--- begin Available records ---

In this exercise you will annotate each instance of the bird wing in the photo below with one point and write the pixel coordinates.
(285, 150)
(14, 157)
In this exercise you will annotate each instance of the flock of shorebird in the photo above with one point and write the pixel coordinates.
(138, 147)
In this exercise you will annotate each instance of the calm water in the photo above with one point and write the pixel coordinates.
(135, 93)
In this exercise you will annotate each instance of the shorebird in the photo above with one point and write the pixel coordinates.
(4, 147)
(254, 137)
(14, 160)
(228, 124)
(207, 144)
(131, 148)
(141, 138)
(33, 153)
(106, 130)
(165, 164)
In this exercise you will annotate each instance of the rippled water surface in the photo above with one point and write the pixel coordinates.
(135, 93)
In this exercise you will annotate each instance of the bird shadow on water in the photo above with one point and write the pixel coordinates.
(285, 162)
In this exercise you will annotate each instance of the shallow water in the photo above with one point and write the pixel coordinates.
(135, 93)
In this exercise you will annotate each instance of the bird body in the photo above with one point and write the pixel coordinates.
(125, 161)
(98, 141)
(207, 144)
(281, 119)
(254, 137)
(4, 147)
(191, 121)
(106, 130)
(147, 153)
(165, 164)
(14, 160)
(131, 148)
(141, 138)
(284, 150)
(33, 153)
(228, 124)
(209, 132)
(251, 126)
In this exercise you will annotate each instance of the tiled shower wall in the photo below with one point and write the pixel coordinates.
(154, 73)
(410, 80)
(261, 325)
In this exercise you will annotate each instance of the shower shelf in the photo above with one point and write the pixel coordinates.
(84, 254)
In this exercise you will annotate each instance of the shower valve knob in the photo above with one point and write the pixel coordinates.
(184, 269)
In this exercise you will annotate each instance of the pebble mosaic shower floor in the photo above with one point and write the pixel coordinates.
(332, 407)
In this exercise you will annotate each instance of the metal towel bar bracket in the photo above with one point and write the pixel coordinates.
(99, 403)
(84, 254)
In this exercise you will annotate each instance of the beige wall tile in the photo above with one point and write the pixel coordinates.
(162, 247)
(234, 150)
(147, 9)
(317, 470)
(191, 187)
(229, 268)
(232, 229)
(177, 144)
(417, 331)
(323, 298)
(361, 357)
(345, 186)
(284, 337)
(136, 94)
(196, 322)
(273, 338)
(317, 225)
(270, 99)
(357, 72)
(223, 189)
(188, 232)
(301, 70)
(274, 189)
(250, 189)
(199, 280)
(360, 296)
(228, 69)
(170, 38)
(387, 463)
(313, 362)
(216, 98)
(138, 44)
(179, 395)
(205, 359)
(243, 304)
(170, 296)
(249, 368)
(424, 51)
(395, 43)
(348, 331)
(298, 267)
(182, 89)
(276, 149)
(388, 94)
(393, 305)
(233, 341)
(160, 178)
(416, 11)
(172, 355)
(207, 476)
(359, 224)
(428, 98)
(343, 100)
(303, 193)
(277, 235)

--- end Available records ---

# Given instruction:
Gather every line of the material above that contains the word "water". Case counts.

# Response for this exercise:
In this exercise you will annotate each instance of the calm water in the photo above with one point and write the pixel coordinates.
In this exercise you will annotate each instance of the rippled water surface in the photo above with one point and write the pixel coordinates.
In this exercise you will annotate each instance of the bird shadow on water in the photo above with one point and write the pixel coordinates.
In this exercise you will annotate each instance of the shallow water in the photo above with one point and write the pixel coordinates.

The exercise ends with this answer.